EXERCISE OBJECTIVE:
Going down the data below, set down exactly the line with "Where can the stack of notebook" and each line after it through the line with "Where can the green plant"; no other lines.

-*-

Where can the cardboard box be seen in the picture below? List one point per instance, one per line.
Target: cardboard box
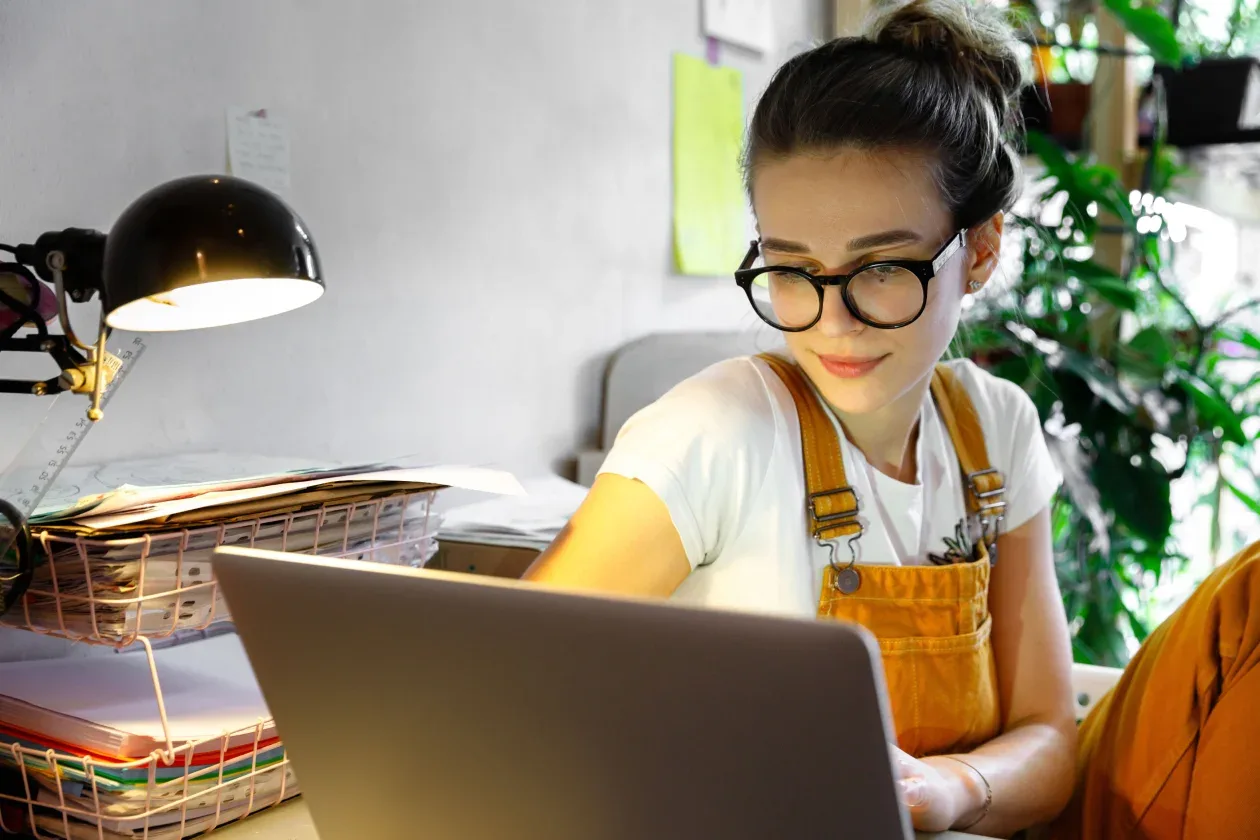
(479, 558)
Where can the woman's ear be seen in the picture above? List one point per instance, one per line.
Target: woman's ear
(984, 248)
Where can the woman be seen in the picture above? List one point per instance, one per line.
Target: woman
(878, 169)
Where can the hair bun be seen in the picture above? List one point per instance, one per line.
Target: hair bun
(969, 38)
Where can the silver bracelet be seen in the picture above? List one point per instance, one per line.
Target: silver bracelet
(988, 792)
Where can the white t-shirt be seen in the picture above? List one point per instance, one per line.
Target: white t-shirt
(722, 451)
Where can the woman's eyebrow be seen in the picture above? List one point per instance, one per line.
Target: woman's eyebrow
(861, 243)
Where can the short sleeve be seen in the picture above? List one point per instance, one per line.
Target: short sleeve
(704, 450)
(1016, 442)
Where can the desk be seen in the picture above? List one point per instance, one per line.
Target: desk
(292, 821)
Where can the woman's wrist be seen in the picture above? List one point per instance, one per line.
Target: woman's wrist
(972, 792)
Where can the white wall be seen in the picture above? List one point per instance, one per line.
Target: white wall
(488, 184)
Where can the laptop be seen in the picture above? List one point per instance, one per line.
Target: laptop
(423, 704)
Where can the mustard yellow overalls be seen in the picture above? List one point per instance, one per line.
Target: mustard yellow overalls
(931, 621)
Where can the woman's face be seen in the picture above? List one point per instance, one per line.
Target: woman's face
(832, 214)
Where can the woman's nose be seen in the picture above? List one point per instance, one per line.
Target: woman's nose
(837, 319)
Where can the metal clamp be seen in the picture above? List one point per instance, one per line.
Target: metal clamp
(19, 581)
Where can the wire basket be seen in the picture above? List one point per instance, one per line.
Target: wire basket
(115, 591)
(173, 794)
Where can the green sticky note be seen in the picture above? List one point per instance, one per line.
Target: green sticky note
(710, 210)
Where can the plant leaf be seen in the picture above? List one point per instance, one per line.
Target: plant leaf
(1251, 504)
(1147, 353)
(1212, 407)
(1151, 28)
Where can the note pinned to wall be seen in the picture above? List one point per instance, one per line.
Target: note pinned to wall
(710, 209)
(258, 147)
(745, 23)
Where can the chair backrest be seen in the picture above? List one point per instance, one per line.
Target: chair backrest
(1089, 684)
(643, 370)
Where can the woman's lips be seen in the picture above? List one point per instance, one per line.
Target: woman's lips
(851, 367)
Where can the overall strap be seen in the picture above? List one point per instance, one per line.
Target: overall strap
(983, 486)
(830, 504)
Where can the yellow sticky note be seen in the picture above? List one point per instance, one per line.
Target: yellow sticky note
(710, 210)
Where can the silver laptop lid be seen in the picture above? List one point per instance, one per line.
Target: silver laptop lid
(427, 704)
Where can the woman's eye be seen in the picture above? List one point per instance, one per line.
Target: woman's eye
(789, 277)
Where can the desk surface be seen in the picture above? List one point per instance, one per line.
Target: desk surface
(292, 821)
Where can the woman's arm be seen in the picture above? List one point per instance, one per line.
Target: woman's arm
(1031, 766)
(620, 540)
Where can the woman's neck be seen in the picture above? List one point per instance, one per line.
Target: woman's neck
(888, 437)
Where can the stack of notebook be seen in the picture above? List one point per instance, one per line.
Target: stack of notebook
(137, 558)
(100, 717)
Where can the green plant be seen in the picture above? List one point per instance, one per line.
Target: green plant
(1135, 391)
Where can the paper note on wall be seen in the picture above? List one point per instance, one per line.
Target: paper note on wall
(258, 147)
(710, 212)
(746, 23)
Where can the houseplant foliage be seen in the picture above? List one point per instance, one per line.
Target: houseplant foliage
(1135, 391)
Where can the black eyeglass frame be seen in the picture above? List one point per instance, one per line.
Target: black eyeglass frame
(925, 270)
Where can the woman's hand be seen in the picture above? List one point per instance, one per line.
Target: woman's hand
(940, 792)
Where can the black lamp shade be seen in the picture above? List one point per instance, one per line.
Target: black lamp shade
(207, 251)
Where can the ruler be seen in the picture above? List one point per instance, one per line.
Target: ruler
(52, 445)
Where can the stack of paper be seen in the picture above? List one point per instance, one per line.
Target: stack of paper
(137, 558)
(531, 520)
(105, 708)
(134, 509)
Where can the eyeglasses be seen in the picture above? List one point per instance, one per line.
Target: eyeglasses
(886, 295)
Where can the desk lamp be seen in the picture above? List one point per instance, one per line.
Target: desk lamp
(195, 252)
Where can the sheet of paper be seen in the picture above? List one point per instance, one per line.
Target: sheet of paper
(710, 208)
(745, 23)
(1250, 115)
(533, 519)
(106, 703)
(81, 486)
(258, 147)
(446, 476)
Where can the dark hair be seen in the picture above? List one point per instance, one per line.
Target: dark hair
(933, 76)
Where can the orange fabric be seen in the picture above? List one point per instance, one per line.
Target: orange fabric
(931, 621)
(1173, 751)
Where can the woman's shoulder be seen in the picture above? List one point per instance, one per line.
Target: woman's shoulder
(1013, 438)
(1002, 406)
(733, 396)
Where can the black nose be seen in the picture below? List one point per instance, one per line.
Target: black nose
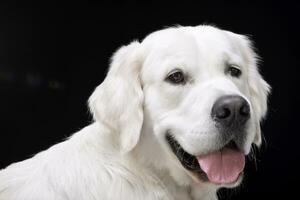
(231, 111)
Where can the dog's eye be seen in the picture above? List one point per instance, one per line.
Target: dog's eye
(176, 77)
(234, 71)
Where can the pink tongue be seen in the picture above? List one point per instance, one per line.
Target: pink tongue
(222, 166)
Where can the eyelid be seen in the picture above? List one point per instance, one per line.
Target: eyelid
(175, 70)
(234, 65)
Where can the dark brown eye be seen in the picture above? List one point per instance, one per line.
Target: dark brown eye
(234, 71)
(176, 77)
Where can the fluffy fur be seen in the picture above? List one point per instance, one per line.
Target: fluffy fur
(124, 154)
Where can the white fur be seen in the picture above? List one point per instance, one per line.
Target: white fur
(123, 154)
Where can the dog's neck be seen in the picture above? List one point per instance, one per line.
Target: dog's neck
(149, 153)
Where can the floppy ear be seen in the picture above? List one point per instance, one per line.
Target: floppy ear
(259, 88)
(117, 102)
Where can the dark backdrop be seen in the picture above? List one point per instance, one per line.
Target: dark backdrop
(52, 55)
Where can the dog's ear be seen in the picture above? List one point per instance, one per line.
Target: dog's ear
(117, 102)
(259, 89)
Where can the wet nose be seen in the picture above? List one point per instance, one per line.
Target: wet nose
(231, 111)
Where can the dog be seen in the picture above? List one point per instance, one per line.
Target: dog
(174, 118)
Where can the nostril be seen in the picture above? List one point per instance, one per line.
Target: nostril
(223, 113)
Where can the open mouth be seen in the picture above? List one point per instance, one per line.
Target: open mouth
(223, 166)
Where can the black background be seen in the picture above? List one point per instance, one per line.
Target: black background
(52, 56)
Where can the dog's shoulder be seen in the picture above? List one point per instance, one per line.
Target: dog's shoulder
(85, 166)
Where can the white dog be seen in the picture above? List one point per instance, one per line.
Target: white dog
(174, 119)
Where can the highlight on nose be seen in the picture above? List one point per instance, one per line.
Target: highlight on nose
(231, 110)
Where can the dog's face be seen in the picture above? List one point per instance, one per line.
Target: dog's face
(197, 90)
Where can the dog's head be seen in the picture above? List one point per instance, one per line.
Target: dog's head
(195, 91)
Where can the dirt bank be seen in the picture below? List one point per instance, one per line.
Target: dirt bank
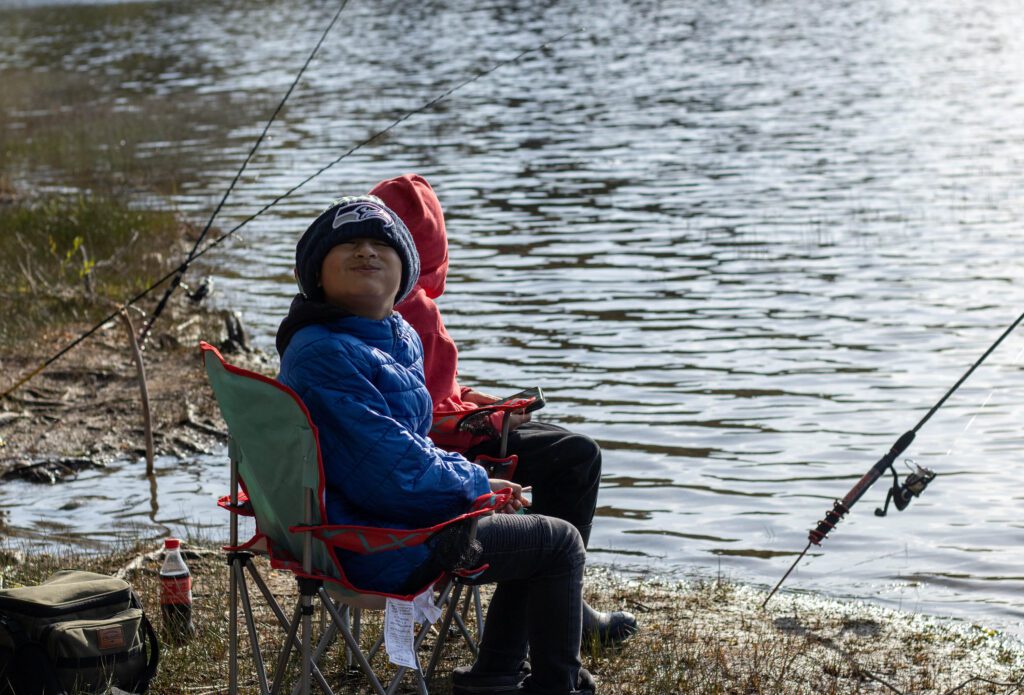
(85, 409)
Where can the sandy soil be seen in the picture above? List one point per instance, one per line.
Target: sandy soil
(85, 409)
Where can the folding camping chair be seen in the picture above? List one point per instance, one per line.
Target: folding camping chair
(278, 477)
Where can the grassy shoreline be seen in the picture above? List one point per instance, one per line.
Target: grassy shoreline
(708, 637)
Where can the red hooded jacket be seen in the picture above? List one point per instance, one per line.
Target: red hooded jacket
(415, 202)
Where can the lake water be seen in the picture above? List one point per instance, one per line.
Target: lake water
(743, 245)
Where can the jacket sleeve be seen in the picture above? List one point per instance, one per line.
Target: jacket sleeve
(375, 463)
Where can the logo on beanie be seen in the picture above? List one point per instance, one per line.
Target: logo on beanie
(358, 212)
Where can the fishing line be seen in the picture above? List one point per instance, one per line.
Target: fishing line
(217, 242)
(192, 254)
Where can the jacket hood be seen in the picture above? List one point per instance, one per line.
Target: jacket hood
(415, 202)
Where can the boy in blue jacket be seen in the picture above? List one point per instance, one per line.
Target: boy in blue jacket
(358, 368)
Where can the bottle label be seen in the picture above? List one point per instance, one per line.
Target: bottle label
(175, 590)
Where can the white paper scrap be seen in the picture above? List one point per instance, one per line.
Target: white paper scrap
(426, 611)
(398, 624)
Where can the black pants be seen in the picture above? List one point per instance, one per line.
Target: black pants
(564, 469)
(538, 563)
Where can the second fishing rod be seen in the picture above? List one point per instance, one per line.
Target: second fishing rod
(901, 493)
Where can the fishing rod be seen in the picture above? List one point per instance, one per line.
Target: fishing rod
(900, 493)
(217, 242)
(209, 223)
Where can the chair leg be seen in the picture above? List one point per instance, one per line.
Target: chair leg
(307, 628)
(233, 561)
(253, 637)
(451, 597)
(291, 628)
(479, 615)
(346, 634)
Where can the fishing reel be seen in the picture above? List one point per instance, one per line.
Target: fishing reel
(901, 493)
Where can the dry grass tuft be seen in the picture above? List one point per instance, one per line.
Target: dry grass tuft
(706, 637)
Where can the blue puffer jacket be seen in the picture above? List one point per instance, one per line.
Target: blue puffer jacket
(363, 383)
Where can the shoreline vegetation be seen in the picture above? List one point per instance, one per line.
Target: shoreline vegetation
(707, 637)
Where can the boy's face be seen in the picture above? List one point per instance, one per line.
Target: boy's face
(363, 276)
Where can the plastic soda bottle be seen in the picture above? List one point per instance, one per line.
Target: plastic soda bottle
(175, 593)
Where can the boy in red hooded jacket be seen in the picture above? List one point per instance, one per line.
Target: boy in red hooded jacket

-*-

RESPONSE TO THIS EXERCISE:
Where can the stack of notebook be seen in the picture above? List one point per instance, one per line.
Target: stack of notebook
(137, 558)
(100, 717)
Where can the green plant be seen in the picture above? List one point per instance, one per line.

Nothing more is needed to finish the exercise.